### Exercise directions
Write out all the records again, swapping every "pin" for "dot" and changing nothing else.
-- START OF Extracted entries --
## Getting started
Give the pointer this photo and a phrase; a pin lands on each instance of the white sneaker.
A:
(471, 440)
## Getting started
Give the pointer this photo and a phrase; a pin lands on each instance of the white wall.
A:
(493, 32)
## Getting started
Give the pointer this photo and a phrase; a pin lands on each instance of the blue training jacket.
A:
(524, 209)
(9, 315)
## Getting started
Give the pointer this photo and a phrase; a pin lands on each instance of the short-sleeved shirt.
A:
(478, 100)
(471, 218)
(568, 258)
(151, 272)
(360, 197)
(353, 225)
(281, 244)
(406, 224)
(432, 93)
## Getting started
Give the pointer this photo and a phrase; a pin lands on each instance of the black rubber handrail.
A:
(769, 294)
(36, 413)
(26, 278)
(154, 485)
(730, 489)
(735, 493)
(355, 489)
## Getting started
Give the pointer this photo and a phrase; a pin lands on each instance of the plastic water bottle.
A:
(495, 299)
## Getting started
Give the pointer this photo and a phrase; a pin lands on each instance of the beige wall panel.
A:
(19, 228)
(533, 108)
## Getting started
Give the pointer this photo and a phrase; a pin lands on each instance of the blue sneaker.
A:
-- END OF Extracted entries --
### Finished exercise
## Getting started
Give the pointer this photo and a phrase; a dot lands on each instance of the white sneaker.
A:
(471, 440)
## Getting started
Give the pointer this photo and a phrase; a dot lands on each instance of the white wall.
A:
(493, 32)
## Getting started
Give the pointer this photo and a phrase; a dot lands on each instance of the blue training jacket.
A:
(524, 209)
(9, 315)
## Getting started
Give the pointer this photo and a phrase; a dot lands on each instance of the short-sleeved shirt.
A:
(478, 100)
(471, 218)
(568, 258)
(151, 272)
(360, 197)
(353, 225)
(281, 244)
(406, 224)
(432, 93)
## Getting started
Give the pointer this photo and a phrase; a dot lands on each instance of the black rubber handrail.
A:
(769, 294)
(36, 413)
(26, 278)
(154, 485)
(730, 489)
(735, 493)
(355, 489)
## Getting started
Give the pointer this photo and a phrase; a dot lands on each instance of the plastic water bottle.
A:
(495, 299)
## Getting started
Give the pointer this photo and a phrase; a dot lands on each instance of the beige wall panel.
A:
(19, 228)
(533, 108)
## Getting started
Give the pointer this photo and a phrase; a dot lands on each instance of the blue sneaker.
A:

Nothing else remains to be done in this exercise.